*Passage*.

# HackDavis OSIsoft OCS Jupyter Notebook 

![](https://apimgmtstelkv30lahnuj362.blob.core.windows.net/content/MediaLibrary/hackdavis/hackdavis_header.png)

## OCS-HackDavis Package Installation 

In [3]:
!pip install -i https://test.pypi.org/simple/ --extra-index-url https://pypi.org/simple/ ocs-hackdavis==0.34.0

Looking in indexes: https://test.pypi.org/simple/, https://pypi.org/simple/


## Import functions from package `ocs_hackdavis`

### They are all described in this notebook with examples

In [4]:
from ocs_hackdavis import (
    ucdavis_buildings,  # list of campus buildings
    ucdavis_ceeds_of,   # list of CEED element of a building (Electricity, Steam, Chilled Water, etc)
    ucdavis_streams_of, # The list of all OCS data streams for a building and CEED pair  
    ucdavis_building_metadata,  # Metadata for a building: building code, lat/long, usage, etc.

*Stored records*.
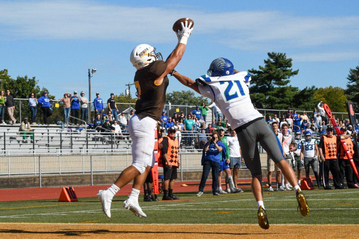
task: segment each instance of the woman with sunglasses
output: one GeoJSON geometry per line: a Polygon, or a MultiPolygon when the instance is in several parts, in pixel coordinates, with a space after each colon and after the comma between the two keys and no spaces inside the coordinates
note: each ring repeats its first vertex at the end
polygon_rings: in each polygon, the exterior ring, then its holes
{"type": "Polygon", "coordinates": [[[6,124],[4,121],[4,115],[5,112],[5,99],[6,96],[4,96],[4,92],[2,90],[0,92],[0,116],[1,117],[1,124],[6,124]]]}
{"type": "Polygon", "coordinates": [[[30,106],[30,111],[31,112],[32,124],[36,124],[36,113],[37,109],[36,106],[37,105],[37,99],[35,97],[35,94],[32,92],[30,94],[30,98],[29,98],[29,106],[30,106]]]}

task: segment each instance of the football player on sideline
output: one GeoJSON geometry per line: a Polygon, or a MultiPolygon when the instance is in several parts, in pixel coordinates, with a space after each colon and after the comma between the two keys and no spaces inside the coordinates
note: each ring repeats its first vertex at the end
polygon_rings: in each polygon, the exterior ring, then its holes
{"type": "Polygon", "coordinates": [[[120,188],[132,180],[132,191],[123,202],[123,207],[139,217],[147,216],[138,204],[138,196],[147,175],[154,164],[153,148],[155,130],[164,106],[166,89],[168,85],[167,75],[173,70],[181,59],[193,28],[181,23],[182,30],[176,33],[178,39],[174,49],[165,62],[160,53],[149,45],[139,45],[132,51],[130,61],[137,70],[134,83],[137,90],[136,113],[129,122],[128,129],[132,139],[132,164],[123,170],[107,190],[99,191],[102,211],[111,217],[112,198],[120,188]]]}
{"type": "MultiPolygon", "coordinates": [[[[207,75],[194,81],[175,71],[173,73],[180,82],[215,102],[235,129],[242,155],[252,176],[251,187],[258,208],[257,216],[259,225],[268,229],[269,224],[263,204],[262,188],[262,169],[259,142],[271,158],[281,170],[284,176],[294,186],[300,213],[306,216],[309,207],[301,192],[293,169],[283,157],[280,143],[261,114],[255,109],[250,98],[248,86],[250,75],[234,70],[233,64],[224,58],[218,58],[211,63],[207,75]]],[[[294,147],[290,150],[294,151],[294,147]]]]}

*Problems to work on*.
1: Reproduce the notebook's text from "### They are" through "lat/long, usage, etc.", keeping every word as it appears.
2: List every heading in the notebook, in the order they appear.

*Solution set*.
1:
### They are all described in this notebook with examples

In [4]:
from ocs_hackdavis import (
    ucdavis_buildings,  # list of campus buildings
    ucdavis_ceeds_of,   # list of CEED element of a building (Electricity, Steam, Chilled Water, etc)
    ucdavis_streams_of, # The list of all OCS data streams for a building and CEED pair  
    ucdavis_building_metadata,  # Metadata for a building: building code, lat/long, usage, etc.

2:
HackDavis OSIsoft OCS Jupyter Notebook
OCS-HackDavis Package Installation
Import functions from package `ocs_hackdavis`
They are all described in this notebook with examples